Point-per-instance localization data

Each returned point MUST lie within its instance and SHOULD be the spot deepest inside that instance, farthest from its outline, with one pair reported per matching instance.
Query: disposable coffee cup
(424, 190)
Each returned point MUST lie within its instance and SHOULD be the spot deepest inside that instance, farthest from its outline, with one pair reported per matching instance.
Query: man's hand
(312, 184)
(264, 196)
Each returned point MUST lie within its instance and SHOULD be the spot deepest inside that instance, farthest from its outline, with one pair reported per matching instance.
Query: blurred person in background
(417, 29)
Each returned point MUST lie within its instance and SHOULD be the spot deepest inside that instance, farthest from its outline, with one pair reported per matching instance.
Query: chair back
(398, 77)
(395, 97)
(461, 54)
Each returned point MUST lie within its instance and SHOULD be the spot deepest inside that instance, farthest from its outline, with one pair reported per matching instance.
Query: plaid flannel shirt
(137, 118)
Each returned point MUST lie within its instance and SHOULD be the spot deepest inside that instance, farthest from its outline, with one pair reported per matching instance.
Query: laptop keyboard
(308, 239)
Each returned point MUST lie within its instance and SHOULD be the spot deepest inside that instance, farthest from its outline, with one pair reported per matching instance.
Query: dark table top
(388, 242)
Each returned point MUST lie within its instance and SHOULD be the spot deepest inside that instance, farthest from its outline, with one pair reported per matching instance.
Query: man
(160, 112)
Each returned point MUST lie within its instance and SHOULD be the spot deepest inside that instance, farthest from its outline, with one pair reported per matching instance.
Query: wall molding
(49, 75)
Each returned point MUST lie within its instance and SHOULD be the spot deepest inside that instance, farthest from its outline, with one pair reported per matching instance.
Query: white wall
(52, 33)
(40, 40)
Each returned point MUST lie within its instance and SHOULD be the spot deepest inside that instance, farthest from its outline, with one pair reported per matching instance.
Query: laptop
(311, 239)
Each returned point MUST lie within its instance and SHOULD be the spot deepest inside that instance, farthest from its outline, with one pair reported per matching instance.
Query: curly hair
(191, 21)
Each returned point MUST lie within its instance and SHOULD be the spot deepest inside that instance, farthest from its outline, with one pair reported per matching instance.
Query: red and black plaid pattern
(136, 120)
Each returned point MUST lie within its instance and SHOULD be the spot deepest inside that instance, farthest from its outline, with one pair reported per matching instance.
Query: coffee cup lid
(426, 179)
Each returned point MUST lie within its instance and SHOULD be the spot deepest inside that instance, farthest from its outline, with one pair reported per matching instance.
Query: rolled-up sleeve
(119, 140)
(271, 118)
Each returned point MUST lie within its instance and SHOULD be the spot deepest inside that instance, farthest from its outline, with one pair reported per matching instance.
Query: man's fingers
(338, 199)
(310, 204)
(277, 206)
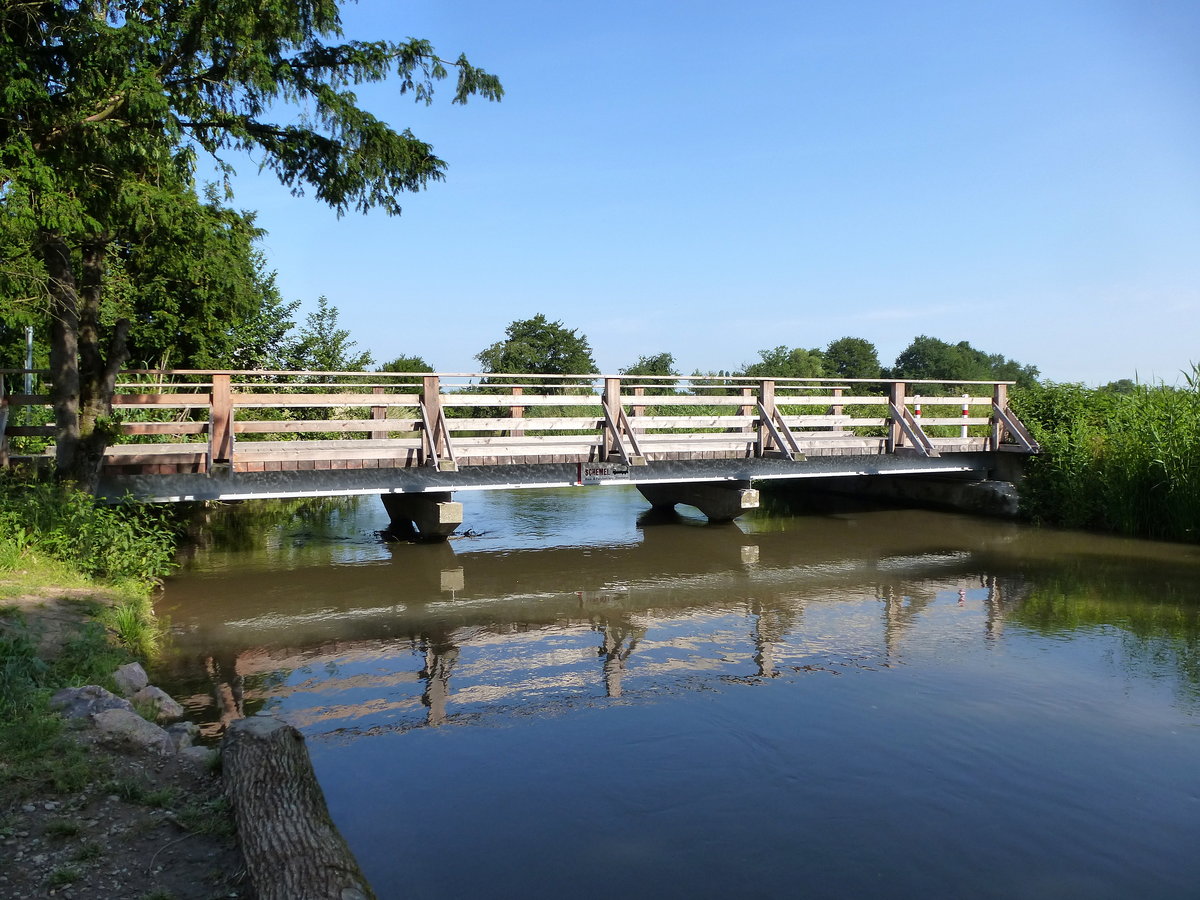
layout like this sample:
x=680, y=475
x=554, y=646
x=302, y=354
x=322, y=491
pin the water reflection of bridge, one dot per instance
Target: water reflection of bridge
x=685, y=605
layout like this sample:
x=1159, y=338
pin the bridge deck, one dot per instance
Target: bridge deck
x=220, y=424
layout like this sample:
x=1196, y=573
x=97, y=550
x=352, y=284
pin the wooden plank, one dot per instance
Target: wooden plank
x=143, y=459
x=298, y=426
x=925, y=421
x=525, y=400
x=162, y=401
x=31, y=431
x=325, y=400
x=162, y=429
x=948, y=401
x=526, y=424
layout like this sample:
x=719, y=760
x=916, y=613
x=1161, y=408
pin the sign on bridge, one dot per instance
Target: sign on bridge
x=594, y=473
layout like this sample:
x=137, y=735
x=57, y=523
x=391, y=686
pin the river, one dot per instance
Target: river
x=583, y=700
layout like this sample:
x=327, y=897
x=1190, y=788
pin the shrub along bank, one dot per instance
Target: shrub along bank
x=1123, y=462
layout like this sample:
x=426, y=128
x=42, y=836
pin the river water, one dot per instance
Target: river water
x=581, y=700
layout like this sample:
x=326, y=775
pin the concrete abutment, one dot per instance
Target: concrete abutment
x=720, y=501
x=429, y=516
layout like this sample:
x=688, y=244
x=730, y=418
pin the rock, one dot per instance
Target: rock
x=131, y=678
x=165, y=706
x=183, y=735
x=199, y=756
x=125, y=725
x=89, y=700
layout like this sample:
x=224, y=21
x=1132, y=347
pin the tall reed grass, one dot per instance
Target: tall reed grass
x=1119, y=462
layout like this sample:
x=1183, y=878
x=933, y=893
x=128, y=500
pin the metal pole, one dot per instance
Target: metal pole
x=29, y=359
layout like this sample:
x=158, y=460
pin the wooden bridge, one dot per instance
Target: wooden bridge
x=190, y=435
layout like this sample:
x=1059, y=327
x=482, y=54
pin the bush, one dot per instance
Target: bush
x=118, y=543
x=1119, y=462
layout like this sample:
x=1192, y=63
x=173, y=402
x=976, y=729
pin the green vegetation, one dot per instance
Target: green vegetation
x=49, y=521
x=103, y=111
x=539, y=347
x=934, y=359
x=1125, y=462
x=54, y=538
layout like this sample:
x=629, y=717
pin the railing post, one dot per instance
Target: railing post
x=431, y=399
x=611, y=400
x=517, y=413
x=640, y=391
x=749, y=409
x=999, y=402
x=377, y=414
x=895, y=432
x=767, y=400
x=221, y=421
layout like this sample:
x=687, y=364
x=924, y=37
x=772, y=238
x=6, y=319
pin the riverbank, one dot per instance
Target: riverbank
x=81, y=817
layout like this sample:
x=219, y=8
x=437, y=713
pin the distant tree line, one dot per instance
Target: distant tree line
x=538, y=346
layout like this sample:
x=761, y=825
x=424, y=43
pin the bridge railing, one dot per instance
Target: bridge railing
x=192, y=420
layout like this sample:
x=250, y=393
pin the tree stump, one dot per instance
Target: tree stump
x=291, y=845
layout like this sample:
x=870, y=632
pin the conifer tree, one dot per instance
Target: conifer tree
x=103, y=108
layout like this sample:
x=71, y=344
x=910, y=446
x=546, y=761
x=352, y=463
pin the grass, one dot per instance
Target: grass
x=63, y=828
x=211, y=817
x=1117, y=462
x=64, y=875
x=136, y=791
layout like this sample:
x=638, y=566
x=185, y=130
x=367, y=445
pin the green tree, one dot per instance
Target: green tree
x=937, y=360
x=660, y=364
x=103, y=107
x=783, y=363
x=852, y=358
x=539, y=347
x=406, y=364
x=324, y=347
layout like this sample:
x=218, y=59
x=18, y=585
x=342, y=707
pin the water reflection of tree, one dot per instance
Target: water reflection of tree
x=1158, y=630
x=619, y=640
x=774, y=618
x=246, y=526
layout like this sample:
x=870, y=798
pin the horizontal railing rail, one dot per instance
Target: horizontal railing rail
x=204, y=420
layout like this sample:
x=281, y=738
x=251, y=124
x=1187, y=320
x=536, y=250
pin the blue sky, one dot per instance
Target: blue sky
x=711, y=179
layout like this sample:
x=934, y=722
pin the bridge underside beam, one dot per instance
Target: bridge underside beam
x=346, y=483
x=720, y=501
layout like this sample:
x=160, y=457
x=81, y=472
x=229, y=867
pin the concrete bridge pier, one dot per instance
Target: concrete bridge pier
x=430, y=516
x=720, y=501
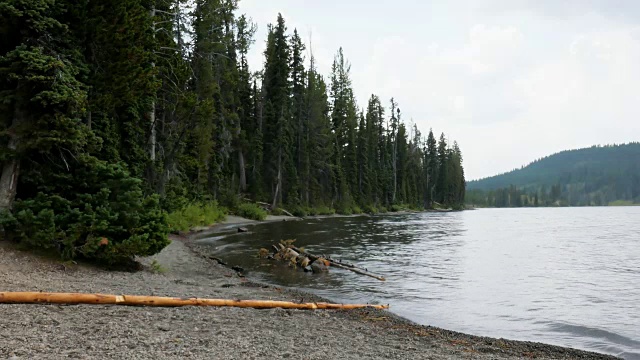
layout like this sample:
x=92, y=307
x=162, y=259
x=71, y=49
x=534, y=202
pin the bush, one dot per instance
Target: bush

*TO DO*
Reproduce all entries without any change, and omit the pictures.

*EXERCISE OUTPUT*
Each returned point MUST lie within its instance and SHOULD be the spot deepest inside that instance, farthest from its outline, with one pair reported per matching instance.
Query: disposable coffee cup
(424, 190)
Each returned point MUST lie within its instance and SHOULD be the spot deepest inside that instance, farthest from its outline, with one pair reported per matching instance.
Query: man's hand
(312, 184)
(264, 196)
Each returned point MUST lie within its instance and SHOULD be the spot deepest inside that instance, farthest from its outline, with one pair reported per matching instance.
Query: blurred person in background
(417, 29)
Each returned point MUST lie within its instance and SHOULD be the spot deepest inside that instance, farthest from its outline, with one pair reported per matching instance.
Query: chair back
(398, 77)
(395, 97)
(461, 54)
Each returned point MUST lie within its instance and SHOULD be the spot deepest inside that instance, farthest from its outline, with one pair reported per matching instance.
Query: plaid flannel shirt
(137, 118)
Each returned point MUST lie within its instance and SHOULD be the spot deepest inside that instance, farthest from its outline, with one pair reported per matching instance.
Query: laptop keyboard
(308, 239)
Each returned point MUST lie within its instance and SHOULD be the spot deepest inside that instance, farthest from its outline, with one pair reported per matching instance.
Query: dark table top
(388, 242)
Each returned point MUST lie within its instance and SHOULD be the spot deepest inside that instance, farthest from its outline, with one pair reported per matching instance.
Query: man
(160, 112)
Each returned point MUST lie within its instance and SHOULD be the spot deepest inside that instance, farthest from its outline, with one pair reported per matching instance.
Query: wall molding
(49, 75)
Each returned point MUST lie within its instance and SHOULD be the spot deepest inside that instance, farthest from its outline, with one pair reported per matching instance.
Query: white wall
(52, 33)
(40, 40)
Each returned point MUST lie within its instance and SHOULD be the spot deepest inside that instance, farthest from its outline, with one pair reported per matching instance.
Query: laptop
(311, 239)
Each returned point MUST lie within its instance and SHOULD be the spot deepest inside that instance, farthest from its outline, with one pair reported per matching instance.
Query: curly hair
(191, 21)
Each returned point MUST lie within its instance and SHOULD be the spot deepest inside that instance, farthest from its outline, with one pair reported per matching instance.
Query: red and black plaid pattern
(136, 120)
Each returned point MUST lie within its instance and SHOULD be the spot deepest inside that instance, farthest from its outline, with one pair reported per matching instance.
Query: coffee cup lid
(426, 179)
Each returned point MUST lie within its instance and SHOULD be the spot deepest inside that instance, farthest from its outline, with one pair reported per matching instance.
Query: rolled-up sleeve
(119, 140)
(271, 118)
Each returned point MUST lie within its instance and SHOULD be the spot deepest inside that instance, farthest from its outline, with one pair reported per matching instance.
Query: man's fingers
(338, 199)
(310, 204)
(277, 206)
layout like this sample:
x=680, y=475
x=554, y=646
x=302, y=354
x=322, y=491
pin the water reflection of bridge, one dot per instance
Target: water reflection of bridge
x=685, y=605
layout like this sample:
x=1159, y=338
pin the bridge deck, one dot per instance
Target: bridge deck
x=220, y=424
layout like this sample:
x=1196, y=573
x=97, y=550
x=352, y=284
pin the wooden plank, one dot per instance
Target: wooden plank
x=143, y=459
x=298, y=426
x=925, y=421
x=525, y=400
x=162, y=401
x=31, y=431
x=325, y=400
x=162, y=429
x=948, y=401
x=526, y=424
layout like this sample:
x=719, y=760
x=916, y=613
x=1161, y=408
pin the sign on bridge, one dot per instance
Target: sign on bridge
x=594, y=473
layout like this sample:
x=137, y=735
x=57, y=523
x=391, y=686
pin the river, one dot per instance
Target: river
x=583, y=700
layout like this sample:
x=327, y=897
x=1190, y=788
pin the shrub along bank, one dot per instance
Target: shrub along bank
x=1123, y=462
layout like this sample:
x=426, y=128
x=42, y=836
pin the river water, one dot per instance
Target: river water
x=581, y=700
layout like this sample:
x=326, y=775
pin the concrete abutment, one dot per instance
Target: concrete abutment
x=720, y=501
x=429, y=516
layout like this sample:
x=688, y=244
x=730, y=418
pin the rock, one dot per instance
Target: rock
x=131, y=678
x=165, y=706
x=183, y=735
x=199, y=756
x=125, y=725
x=89, y=700
layout like this sample:
x=224, y=21
x=1132, y=347
pin the tall reed grass, one dot per instance
Target: tall reed grass
x=1119, y=462
layout like this sample:
x=1183, y=878
x=933, y=893
x=128, y=500
pin the metal pole, one dot per instance
Target: metal pole
x=29, y=359
layout like this sample:
x=158, y=460
pin the wooden bridge, one dot per instance
Target: wooden bridge
x=190, y=435
layout like this sample:
x=1059, y=327
x=482, y=54
pin the bush, one dot per instance
Target: bush
x=118, y=543
x=1119, y=462
layout like this sample:
x=1192, y=63
x=173, y=402
x=976, y=729
pin the green vegetation, one dot per instance
Target: green vegetation
x=49, y=521
x=103, y=111
x=539, y=347
x=934, y=359
x=1125, y=462
x=54, y=538
layout like this sample:
x=629, y=717
pin the railing post, one dot per instance
Target: railing post
x=431, y=399
x=611, y=400
x=517, y=413
x=640, y=391
x=749, y=409
x=999, y=402
x=377, y=414
x=895, y=432
x=767, y=400
x=221, y=421
layout like this sample:
x=687, y=364
x=924, y=37
x=772, y=238
x=6, y=319
pin the riverbank, one dot per instance
Target: riverbank
x=81, y=817
layout like this sample:
x=219, y=8
x=437, y=713
pin the distant tree line, one dot per instance
Target: distant tree line
x=538, y=346
layout like this sample:
x=761, y=825
x=424, y=43
pin the bridge railing, one dot per instance
Target: bridge railing
x=192, y=420
layout like this sample:
x=250, y=393
pin the tree stump, one dot per instance
Target: tree stump
x=291, y=845
layout like this sample:
x=870, y=632
pin the conifer tree, one dot per instance
Target: conifer tree
x=103, y=108
layout like this sample:
x=71, y=344
x=910, y=446
x=546, y=761
x=352, y=463
pin the grass, one dot per instance
Target: grass
x=63, y=828
x=211, y=817
x=1117, y=462
x=64, y=875
x=136, y=791
layout like this sample:
x=638, y=566
x=185, y=130
x=367, y=445
pin the green tree, one dot per instance
Target: green tree
x=937, y=360
x=660, y=364
x=103, y=107
x=783, y=363
x=852, y=358
x=539, y=347
x=406, y=364
x=324, y=347
layout like this sample:
x=218, y=59
x=18, y=585
x=342, y=707
pin the water reflection of tree, one dot per instance
Target: water reflection of tree
x=1158, y=630
x=619, y=640
x=774, y=618
x=246, y=526
layout like this sample:
x=870, y=798
pin the horizontal railing rail, one dot per instance
Target: horizontal railing rail
x=204, y=420
layout like this sample:
x=281, y=738
x=251, y=124
x=1187, y=320
x=536, y=250
pin the blue sky, one dot per instance
Target: blue sky
x=711, y=179
layout like this sample:
x=934, y=722
pin the bridge underside beam, one dot per instance
Target: bridge underside beam
x=346, y=483
x=720, y=501
layout like this sample:
x=160, y=457
x=81, y=472
x=229, y=867
pin the concrete bridge pier, one dot per instance
Target: concrete bridge pier
x=430, y=516
x=720, y=501
layout like this sample:
x=92, y=307
x=162, y=259
x=71, y=49
x=534, y=202
pin the bush, one dot per instance
Target: bush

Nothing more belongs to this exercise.